▶ [TEXTE]:
──────

M. Jean-Luc Reitzer. – Mais il n’y a rien là-dessus dans le budget !

M. le secrétaire d’État. – Tout ne se réduit pas à l’argent ! La reconnaissance est aussi morale, il y a tout le travail des historiens. L’impérialisme de l’argent a ses limites. (Applaudissements sur les bancs du groupe socialiste.)

M. Éric Doligé. – Nous débattons du budget !

M. le secrétaire d’État. – Les chiffres, vous les connaissez tous.
Voulez-vous vraiment que je rappelle qu’il y a 1,2 milliard pour les frais de fonctionnement, 18,9 milliards pour des pensions d’invalidité, 1,562 milliard pour la sécurité sociale, un milliard et demi pour le fonds de solidarité ? Je préfère vous expliquer la politique que nous voulons mener.

M. Jean-Luc Reitzer. – Il n’empêche : il n’y a rien dans le budget.

M. le secrétaire d’État. – Trois questions centrales ressortent de vos interventions. D’abord, le plafond de la retraite mutualiste : là-dessus, je souscris aux propositions faites et les reprendrais au nom du Gouvernement pour éviter l’effet de l’article 40. La transformation du plafond répond en partie à la demande du monde ancien combattant, même si on est encore loin des 10 000 F : 95 points d’indice devant évoluer selon le rapport constant, c’est une bonne mesure.
La carte d’ancien combattant, ce n’est pas une petite affaire, il y a longtemps qu’on se bat là-dessus. Faire référence à la notion de risque me paraissait normal, car il faut maintenir sa validité à la carte. Le monde ancien combattant revendiquait la territorialité, comme pour les compagnies de gendarmerie.

M. François Rochebloine. – C’est légitime !

M. le secrétaire d’État. – Peut-être, mais ce serait long. Ensuite, cela concernerait environ 20 000 soldats, pas forcément ceux qui étaient les plus exposés au risque. J’ai alors proposé une autre voie : remplacer l’opération de feu par au moins 18 mois. À partir de 18 mois, M. Rochebloine, c’est bon !

Mme Véronique Neiertz. – Très bien !

M. le secrétaire d’État. – Désormais, nous appliquerons cette règle qui, j’en suis sûr, apporte une satisfaction non négligeable aux revendications du monde combattant.
L’affaire de la retraite anticipée est plus complexe qu’il n’y paraît. J’ai souhaité traiter par une mesure simple le cas des chômeurs en fin de droits ayant 40 annuités de cotisation et inscrits au fonds de solidarité.

M. François Rochebloine. – C’est bien !

M. le secrétaire d’État. – Le Gouvernement va donc reprendre à son compte la proposition formulée par les intervenants de la majorité et qui se rapproche de la mesure votée par la commission des finances.

Quand j’ai commencé à travailler sur la question, je me suis heurté à des problèmes de compétences avec les affaires sociales. On n’en serait pas sorti pour le budget de 1998, et j’ai dit, la semaine dernière, devant 700 représentants d’une association d’anciens combattants d’AFN : « La retraite anticipée n’est pas possible maintenant ». Le Gouvernement a écouté sa majorité et j’ai repris son idée : on accorderait un revenu équivalant à une retraite anticipée, soit 5 600 F par mois…

Mme Véronique Neiertz et M. Alain Néri. – 5 600 F nets !

──────

▶ [DONNÉES FOURNIES]:
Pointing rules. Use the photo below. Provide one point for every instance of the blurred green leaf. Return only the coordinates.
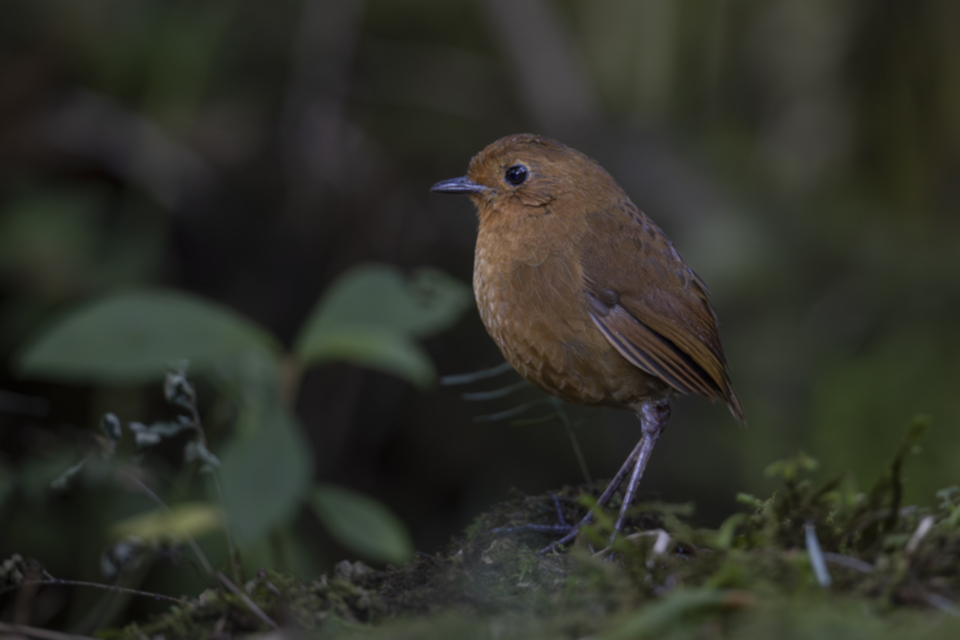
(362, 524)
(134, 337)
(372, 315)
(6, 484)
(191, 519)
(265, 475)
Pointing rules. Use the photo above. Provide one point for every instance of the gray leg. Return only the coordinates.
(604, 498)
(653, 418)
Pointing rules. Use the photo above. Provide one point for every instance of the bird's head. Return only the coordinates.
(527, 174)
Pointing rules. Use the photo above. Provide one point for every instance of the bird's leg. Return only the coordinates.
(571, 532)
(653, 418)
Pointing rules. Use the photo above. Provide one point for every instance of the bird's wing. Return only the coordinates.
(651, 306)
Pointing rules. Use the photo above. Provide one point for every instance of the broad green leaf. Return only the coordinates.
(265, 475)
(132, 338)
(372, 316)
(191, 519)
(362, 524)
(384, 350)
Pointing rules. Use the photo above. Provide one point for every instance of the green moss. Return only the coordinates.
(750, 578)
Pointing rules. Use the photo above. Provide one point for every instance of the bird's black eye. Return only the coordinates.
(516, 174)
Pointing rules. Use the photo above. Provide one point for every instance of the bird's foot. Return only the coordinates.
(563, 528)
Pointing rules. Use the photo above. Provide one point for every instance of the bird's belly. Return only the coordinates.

──────

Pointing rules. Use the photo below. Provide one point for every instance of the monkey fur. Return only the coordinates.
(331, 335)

──────

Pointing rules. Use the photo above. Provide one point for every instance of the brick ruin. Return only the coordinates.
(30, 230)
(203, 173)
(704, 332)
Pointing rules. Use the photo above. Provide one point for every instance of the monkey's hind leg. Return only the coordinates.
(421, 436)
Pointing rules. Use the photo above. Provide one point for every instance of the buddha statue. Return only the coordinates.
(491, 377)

──────

▶ [CONSIGNES]:
**1)** D'après le texte, quelle somme est prévue pour les pensions d'invalidité ?
**2)** Recopiez le passage du texte qui va de « La carte d’ancien » jusqu'à « Rochebloine. – C’est légitime ! » inclus.
**3)** Dans le texte, quelles sont toutes les personnes qui prennent la parole et dont le nom est donné ?

▶ [RÉPONSES PAR TÂCHE]:
**1)** 18,9 milliards.

**2)**
La carte d’ancien combattant, ce n’est pas une petite affaire, il y a longtemps qu’on se bat là-dessus. Faire référence à la notion de risque me paraissait normal, car il faut maintenir sa validité à la carte. Le monde ancien combattant revendiquait la territorialité, comme pour les compagnies de gendarmerie.

M. François Rochebloine. – C’est légitime !

**3)** Jean-Luc Reitzer, Éric Doligé, François Rochebloine, Véronique Neiertz, Alain Néri